The Obama Administration thinks $3.4 million is more than enough for any one individual to accumulate tax free, and said as much in its recent budget proposal. The reasoning behind that is "a worker's total account balance would be limited to the amount needed by a 62-year-old to buy an annuity generating an annual payment of $205,000," according to The Wall Street Journal's Kelly Greene.

The response was predictable outrage, most of which centered on the very obvious point that with entitlement spending already out of control, a top-heavy generational issue with boomers in retirement, and images of a broke Spain and burning Greece, is a disincentive to save really the best course of action?

"Curbing the growth of retirement plans in a nation where 91% have less than $100k saved is insanely ignorant," financial planner Rick Kahler tweeted. 

Unintended consequences are rarely considered when politicians are looking to do good. I hope further reflection will result in this proposal going the same way as the ill-conceived 1099 rule for purchases over $600—which is to say dropped and forgotten.

And let's not forget the options backdating scandals that grew as a direct result from do-gooder attempts to limit CEO pay.

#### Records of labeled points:
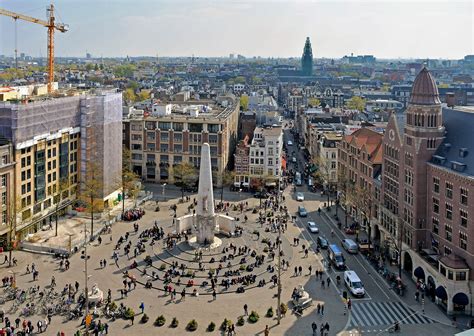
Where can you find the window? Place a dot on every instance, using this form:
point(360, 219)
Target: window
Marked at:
point(463, 196)
point(212, 138)
point(449, 190)
point(463, 240)
point(164, 136)
point(448, 232)
point(463, 215)
point(436, 226)
point(195, 127)
point(435, 205)
point(461, 276)
point(449, 211)
point(164, 126)
point(436, 185)
point(178, 127)
point(178, 137)
point(213, 128)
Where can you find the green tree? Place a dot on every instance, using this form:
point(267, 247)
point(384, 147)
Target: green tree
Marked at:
point(244, 102)
point(314, 102)
point(185, 175)
point(356, 103)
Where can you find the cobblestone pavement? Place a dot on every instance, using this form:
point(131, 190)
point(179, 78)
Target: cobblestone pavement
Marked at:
point(203, 308)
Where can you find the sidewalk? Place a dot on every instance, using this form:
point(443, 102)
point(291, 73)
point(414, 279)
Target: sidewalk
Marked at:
point(431, 309)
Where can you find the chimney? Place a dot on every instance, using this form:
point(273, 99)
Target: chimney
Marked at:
point(450, 99)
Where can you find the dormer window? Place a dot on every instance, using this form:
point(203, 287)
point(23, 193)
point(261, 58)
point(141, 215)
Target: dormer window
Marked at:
point(463, 152)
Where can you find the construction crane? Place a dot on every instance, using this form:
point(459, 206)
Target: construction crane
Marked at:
point(51, 25)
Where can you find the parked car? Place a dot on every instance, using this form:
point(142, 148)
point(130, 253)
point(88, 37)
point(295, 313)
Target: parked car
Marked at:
point(350, 246)
point(322, 242)
point(302, 211)
point(261, 194)
point(312, 227)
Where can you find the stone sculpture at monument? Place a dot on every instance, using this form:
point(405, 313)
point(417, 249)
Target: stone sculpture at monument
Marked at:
point(205, 223)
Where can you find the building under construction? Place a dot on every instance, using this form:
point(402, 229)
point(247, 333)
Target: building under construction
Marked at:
point(56, 142)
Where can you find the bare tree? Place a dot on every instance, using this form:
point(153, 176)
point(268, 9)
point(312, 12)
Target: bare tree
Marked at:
point(63, 193)
point(91, 191)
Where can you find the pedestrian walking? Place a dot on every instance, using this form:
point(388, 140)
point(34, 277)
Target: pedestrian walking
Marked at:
point(266, 332)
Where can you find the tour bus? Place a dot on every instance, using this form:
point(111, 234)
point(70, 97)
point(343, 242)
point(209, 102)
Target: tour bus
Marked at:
point(336, 257)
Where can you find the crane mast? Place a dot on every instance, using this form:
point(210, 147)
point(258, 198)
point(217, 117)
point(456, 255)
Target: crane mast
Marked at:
point(52, 26)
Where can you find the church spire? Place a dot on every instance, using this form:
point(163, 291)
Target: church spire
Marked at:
point(307, 59)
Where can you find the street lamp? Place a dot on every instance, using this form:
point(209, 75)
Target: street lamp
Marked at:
point(163, 191)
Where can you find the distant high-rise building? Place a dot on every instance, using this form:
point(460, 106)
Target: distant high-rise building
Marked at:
point(307, 59)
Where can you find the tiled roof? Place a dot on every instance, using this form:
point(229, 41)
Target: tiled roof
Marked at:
point(425, 91)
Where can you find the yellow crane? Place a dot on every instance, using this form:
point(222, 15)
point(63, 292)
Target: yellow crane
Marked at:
point(51, 25)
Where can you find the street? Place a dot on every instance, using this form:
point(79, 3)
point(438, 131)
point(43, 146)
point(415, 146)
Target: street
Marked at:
point(380, 307)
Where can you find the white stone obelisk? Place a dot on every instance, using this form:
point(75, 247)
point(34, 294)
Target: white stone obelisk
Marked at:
point(205, 217)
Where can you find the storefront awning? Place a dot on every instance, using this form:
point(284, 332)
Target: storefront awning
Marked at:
point(461, 299)
point(441, 293)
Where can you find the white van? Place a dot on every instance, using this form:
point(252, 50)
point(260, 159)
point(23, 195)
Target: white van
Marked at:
point(354, 284)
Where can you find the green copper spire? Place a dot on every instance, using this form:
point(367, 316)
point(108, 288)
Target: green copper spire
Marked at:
point(307, 59)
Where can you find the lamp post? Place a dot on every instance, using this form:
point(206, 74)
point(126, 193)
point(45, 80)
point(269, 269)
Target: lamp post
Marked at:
point(163, 191)
point(279, 271)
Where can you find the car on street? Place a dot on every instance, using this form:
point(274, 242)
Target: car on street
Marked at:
point(322, 242)
point(302, 211)
point(312, 227)
point(350, 246)
point(261, 194)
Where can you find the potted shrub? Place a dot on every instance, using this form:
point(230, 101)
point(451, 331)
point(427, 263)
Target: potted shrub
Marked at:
point(253, 317)
point(144, 318)
point(226, 324)
point(174, 322)
point(240, 321)
point(192, 325)
point(160, 321)
point(211, 327)
point(270, 312)
point(129, 313)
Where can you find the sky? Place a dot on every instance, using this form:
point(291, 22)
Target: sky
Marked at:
point(267, 28)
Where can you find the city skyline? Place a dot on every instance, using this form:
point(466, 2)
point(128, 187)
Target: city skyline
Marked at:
point(262, 28)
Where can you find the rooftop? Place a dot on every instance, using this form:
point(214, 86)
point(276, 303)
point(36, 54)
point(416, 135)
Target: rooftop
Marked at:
point(425, 91)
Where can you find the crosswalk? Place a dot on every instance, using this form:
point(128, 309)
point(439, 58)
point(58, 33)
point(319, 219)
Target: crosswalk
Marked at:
point(384, 313)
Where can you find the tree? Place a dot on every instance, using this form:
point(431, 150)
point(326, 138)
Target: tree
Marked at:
point(91, 190)
point(63, 187)
point(185, 175)
point(143, 95)
point(314, 102)
point(244, 102)
point(226, 178)
point(356, 103)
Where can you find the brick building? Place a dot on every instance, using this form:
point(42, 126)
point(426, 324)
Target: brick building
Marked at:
point(427, 181)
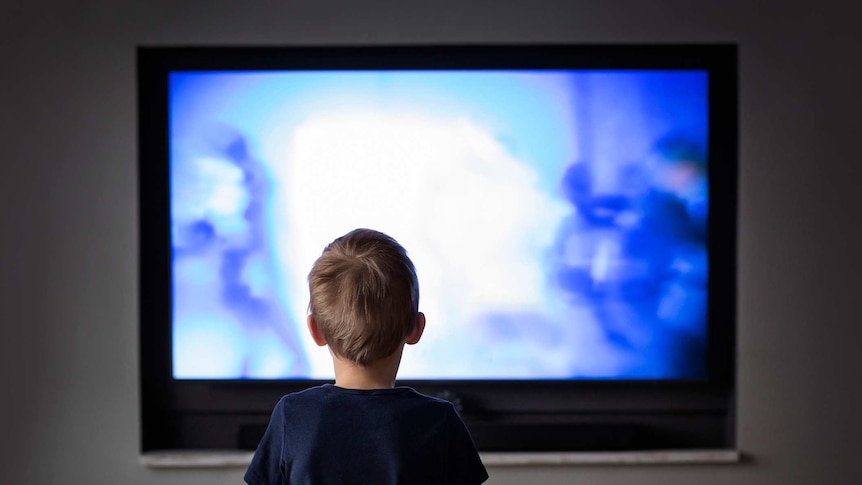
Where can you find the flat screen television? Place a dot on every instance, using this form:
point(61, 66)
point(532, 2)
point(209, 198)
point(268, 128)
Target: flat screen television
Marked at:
point(570, 209)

#### EXERCISE A:
According to the text on the retirement savings cap, what amount does the Obama Administration consider more than enough for one person to accumulate tax free?
#### EXERCISE B:
Condense the paragraph of the retirement savings cap text that begins "The Obama Administration thinks" into one sentence that keeps its main facts.

#### WRITTEN RESPONSE A:
$3.4 million.

#### WRITTEN RESPONSE B:
The Obama Administration's recent budget proposal would cap a worker's tax-free retirement balance at $3.4 million, the amount a 62-year-old would need to buy an annuity paying $205,000 a year, according to Kelly Greene of The Wall Street Journal.